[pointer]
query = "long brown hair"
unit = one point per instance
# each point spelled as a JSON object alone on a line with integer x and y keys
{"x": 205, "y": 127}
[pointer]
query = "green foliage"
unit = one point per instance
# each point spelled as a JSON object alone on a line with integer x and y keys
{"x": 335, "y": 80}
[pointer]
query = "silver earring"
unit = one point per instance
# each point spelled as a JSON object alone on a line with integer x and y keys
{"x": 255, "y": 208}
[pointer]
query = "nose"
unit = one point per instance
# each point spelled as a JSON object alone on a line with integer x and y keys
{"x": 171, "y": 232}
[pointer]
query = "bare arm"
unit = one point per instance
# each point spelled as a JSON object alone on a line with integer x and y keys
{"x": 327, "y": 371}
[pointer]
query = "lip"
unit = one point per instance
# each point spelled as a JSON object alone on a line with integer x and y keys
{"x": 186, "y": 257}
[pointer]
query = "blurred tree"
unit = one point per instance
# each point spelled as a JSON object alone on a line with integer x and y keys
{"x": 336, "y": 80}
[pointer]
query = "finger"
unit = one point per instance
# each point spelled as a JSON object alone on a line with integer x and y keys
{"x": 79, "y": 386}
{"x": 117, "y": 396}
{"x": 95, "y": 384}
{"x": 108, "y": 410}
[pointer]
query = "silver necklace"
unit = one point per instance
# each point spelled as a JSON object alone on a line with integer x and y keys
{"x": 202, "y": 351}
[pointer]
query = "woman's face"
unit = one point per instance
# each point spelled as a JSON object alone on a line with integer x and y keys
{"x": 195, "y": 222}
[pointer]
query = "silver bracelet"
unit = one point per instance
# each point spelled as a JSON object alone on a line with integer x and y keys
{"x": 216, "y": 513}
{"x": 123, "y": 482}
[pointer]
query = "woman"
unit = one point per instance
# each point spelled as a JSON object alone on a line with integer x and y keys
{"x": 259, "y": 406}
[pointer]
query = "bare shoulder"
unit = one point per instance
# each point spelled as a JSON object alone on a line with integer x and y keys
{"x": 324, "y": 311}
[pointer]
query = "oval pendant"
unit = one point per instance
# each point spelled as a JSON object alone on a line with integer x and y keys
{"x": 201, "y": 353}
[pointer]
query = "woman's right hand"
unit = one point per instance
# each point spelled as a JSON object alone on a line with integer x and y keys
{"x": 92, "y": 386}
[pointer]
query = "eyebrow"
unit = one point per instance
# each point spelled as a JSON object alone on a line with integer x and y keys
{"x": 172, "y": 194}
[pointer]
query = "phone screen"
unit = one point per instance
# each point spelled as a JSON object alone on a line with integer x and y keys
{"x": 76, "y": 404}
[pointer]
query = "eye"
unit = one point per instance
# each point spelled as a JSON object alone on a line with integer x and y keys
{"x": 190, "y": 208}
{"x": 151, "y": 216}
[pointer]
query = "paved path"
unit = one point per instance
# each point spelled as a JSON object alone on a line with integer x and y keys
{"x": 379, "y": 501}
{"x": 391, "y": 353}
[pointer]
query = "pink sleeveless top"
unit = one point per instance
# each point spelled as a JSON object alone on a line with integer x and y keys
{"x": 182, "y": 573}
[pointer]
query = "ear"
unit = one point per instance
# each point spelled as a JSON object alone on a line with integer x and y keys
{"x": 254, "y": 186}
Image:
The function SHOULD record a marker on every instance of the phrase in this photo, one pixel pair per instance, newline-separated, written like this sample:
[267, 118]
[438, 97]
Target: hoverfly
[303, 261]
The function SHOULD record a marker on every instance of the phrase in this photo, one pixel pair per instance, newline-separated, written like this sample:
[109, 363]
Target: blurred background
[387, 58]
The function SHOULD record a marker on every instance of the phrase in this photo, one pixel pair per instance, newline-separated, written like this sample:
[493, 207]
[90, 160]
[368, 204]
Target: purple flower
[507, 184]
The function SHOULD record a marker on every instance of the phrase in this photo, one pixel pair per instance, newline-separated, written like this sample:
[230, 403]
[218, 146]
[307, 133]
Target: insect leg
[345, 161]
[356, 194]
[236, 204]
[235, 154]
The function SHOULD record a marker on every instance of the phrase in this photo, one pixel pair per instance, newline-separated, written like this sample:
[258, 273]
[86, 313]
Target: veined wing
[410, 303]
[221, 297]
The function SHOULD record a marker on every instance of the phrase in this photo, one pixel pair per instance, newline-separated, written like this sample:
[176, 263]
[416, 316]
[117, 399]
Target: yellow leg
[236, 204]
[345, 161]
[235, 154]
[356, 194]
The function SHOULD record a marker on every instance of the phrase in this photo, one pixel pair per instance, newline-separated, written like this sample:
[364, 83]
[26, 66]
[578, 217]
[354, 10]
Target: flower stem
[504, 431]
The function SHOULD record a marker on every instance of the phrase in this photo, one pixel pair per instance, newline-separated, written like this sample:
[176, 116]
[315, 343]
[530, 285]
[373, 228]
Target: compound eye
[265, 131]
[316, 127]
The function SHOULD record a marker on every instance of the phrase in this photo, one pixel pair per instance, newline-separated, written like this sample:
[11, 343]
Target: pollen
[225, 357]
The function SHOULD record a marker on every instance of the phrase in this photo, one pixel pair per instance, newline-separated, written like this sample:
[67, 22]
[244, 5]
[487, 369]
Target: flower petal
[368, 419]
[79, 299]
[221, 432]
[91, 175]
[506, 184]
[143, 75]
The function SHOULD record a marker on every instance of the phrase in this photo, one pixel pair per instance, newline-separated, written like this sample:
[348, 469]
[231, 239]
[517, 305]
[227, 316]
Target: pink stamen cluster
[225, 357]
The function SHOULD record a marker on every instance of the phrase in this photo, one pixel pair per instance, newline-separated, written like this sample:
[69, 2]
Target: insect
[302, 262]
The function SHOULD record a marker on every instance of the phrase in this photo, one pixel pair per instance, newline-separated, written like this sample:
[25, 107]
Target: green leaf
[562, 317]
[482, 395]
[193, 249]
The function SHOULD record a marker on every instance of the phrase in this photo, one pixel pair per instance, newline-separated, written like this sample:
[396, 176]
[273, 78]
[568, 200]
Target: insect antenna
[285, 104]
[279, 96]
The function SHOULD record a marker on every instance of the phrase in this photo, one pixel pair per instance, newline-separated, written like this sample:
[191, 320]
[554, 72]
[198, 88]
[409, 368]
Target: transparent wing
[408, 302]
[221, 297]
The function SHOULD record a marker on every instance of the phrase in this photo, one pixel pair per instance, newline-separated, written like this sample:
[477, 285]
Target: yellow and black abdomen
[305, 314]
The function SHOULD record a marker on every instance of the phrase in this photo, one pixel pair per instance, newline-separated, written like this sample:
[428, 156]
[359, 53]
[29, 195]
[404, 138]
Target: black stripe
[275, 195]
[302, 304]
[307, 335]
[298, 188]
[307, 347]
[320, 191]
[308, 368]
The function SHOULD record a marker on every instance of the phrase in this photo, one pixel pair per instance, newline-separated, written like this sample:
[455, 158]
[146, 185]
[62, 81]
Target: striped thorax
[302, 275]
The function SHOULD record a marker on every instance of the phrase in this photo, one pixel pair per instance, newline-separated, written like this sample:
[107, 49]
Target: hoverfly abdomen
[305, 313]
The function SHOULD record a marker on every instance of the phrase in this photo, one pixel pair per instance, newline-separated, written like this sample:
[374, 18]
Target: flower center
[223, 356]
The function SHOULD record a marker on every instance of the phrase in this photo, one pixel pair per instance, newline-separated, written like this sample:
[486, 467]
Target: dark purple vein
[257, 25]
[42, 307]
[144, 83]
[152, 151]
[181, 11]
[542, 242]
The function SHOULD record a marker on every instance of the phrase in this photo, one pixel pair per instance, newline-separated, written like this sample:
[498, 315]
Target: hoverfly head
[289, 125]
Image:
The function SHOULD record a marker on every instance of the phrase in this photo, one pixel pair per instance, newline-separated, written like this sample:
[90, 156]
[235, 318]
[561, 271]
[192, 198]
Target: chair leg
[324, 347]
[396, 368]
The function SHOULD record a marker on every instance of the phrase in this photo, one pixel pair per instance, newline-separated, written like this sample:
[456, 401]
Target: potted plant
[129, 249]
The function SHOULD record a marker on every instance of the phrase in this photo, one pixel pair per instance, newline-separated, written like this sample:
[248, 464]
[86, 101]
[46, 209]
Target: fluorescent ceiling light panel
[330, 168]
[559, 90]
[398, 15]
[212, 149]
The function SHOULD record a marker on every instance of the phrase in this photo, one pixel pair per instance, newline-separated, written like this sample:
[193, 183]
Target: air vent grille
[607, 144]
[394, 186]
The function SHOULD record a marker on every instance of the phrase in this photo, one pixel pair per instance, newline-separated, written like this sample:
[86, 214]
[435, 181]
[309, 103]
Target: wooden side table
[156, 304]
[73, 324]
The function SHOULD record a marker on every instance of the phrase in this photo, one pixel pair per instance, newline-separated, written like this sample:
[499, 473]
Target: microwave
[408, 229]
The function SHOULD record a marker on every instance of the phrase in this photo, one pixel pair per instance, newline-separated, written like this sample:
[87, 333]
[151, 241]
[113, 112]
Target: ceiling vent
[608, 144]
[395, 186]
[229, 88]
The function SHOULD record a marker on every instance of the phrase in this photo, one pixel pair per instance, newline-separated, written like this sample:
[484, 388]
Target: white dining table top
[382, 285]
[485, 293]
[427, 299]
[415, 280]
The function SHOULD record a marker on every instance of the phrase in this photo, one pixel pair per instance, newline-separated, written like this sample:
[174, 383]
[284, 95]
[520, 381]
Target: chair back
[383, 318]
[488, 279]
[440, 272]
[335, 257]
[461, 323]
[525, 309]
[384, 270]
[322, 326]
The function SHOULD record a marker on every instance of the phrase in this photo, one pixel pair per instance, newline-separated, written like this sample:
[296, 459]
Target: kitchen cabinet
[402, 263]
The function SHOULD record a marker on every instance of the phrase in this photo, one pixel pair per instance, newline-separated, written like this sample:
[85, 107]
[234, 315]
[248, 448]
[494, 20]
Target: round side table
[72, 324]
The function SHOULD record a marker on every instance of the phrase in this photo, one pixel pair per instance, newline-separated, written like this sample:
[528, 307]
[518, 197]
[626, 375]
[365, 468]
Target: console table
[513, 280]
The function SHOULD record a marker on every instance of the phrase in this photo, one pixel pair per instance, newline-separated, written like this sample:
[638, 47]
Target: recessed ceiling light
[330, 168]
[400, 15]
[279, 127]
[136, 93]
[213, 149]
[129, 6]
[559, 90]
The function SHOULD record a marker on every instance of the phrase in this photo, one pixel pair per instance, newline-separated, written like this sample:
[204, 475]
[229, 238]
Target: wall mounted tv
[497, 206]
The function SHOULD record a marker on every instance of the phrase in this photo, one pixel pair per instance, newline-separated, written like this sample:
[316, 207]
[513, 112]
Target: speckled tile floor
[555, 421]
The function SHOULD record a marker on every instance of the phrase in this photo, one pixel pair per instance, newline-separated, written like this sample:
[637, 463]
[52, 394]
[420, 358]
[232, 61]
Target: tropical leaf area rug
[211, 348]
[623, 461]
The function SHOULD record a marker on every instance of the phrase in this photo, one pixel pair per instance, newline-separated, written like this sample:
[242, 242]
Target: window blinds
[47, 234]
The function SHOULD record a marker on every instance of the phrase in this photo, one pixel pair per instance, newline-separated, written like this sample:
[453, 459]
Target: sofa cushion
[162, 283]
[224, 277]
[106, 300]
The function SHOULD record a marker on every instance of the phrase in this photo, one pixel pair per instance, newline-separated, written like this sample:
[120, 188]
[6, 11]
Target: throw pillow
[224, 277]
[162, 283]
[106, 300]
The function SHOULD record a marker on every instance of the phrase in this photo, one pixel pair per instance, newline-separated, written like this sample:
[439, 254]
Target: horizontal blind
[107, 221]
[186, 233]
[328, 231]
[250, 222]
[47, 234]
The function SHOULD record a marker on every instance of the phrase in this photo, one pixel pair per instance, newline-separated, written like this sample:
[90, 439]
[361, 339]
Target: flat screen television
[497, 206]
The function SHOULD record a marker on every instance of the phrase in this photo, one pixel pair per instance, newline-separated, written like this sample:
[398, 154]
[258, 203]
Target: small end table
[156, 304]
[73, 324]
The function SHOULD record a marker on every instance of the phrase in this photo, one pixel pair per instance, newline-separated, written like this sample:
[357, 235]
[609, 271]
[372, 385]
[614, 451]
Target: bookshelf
########################################
**REQUEST**
Pick out each line of the records above that contains the string "side", and copy those lines.

**SOLUTION FOR THIS EXERCISE**
Target: wooden side table
Target: round side table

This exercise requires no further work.